### DATA FOR THIS EXERCISE
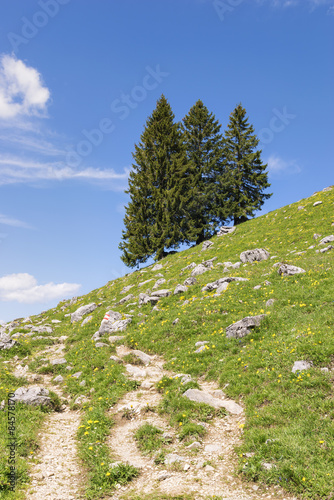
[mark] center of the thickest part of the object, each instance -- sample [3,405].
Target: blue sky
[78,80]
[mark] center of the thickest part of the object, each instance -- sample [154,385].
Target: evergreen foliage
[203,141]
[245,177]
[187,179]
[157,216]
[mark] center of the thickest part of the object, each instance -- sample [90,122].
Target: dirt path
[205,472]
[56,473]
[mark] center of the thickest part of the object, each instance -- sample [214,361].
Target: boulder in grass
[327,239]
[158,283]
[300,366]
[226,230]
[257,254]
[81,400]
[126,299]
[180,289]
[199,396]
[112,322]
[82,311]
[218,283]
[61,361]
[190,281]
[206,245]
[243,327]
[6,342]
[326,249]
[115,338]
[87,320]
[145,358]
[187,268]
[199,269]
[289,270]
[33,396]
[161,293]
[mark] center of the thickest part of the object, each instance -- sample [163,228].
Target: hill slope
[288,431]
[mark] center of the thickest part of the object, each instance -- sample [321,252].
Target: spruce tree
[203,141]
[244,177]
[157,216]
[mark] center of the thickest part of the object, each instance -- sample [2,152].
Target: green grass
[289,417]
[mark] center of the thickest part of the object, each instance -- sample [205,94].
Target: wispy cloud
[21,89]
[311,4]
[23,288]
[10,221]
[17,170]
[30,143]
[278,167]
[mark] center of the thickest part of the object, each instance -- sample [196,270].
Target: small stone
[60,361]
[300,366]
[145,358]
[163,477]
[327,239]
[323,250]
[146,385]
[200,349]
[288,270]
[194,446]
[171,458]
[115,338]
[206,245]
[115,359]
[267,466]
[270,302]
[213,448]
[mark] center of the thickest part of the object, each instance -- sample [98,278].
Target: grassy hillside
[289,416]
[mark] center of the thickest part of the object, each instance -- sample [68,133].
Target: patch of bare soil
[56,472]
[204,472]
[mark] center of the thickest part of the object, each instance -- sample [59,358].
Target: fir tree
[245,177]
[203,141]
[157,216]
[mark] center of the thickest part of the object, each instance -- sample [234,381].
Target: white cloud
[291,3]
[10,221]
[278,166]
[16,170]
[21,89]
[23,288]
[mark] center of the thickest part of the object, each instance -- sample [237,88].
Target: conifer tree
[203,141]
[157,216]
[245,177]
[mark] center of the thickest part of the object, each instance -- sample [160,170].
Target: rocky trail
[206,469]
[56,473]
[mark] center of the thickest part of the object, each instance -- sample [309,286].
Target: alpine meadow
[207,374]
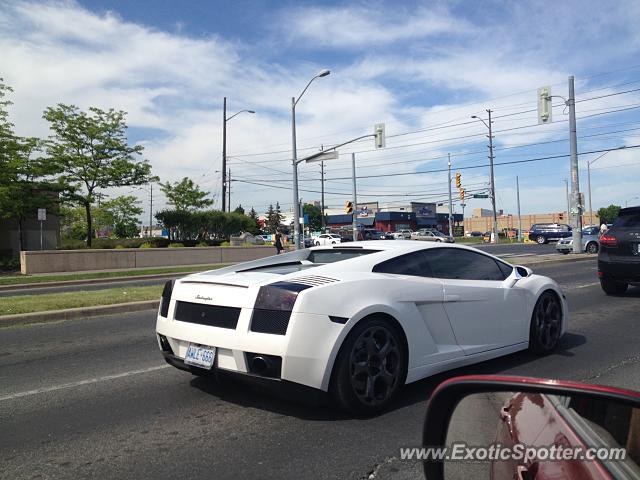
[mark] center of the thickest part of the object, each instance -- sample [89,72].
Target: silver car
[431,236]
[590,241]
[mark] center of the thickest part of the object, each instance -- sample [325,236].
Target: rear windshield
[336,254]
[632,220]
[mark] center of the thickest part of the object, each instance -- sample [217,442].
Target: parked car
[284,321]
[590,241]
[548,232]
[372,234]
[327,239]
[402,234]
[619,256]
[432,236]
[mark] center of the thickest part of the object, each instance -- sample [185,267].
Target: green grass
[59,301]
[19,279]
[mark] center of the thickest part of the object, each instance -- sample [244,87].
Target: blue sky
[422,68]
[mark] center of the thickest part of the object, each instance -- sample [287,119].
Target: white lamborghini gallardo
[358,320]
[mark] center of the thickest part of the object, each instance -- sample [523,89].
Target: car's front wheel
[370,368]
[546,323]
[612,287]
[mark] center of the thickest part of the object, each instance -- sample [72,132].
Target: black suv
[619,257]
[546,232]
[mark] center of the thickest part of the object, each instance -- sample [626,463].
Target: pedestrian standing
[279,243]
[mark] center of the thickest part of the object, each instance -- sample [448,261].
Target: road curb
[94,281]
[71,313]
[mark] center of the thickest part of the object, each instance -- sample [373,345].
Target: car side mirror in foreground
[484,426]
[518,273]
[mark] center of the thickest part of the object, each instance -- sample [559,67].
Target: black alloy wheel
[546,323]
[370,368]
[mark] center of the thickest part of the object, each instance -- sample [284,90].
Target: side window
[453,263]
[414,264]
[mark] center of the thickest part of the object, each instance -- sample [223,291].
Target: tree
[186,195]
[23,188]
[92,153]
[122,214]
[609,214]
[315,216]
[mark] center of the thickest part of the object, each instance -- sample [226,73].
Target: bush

### PROBLEM TO SOLVE
Beginning at the line with "-- sample [223,291].", write out each line exactly as it stands until the listing ends, and add nothing.

### TASK OUTPUT
[mark] center of the thickest part of the object, each instance -- sample [223,291].
Target: tree
[186,195]
[23,188]
[92,153]
[122,214]
[609,214]
[315,216]
[mark] center of the thickest part of the object, each instance -- sample [226,73].
Target: bush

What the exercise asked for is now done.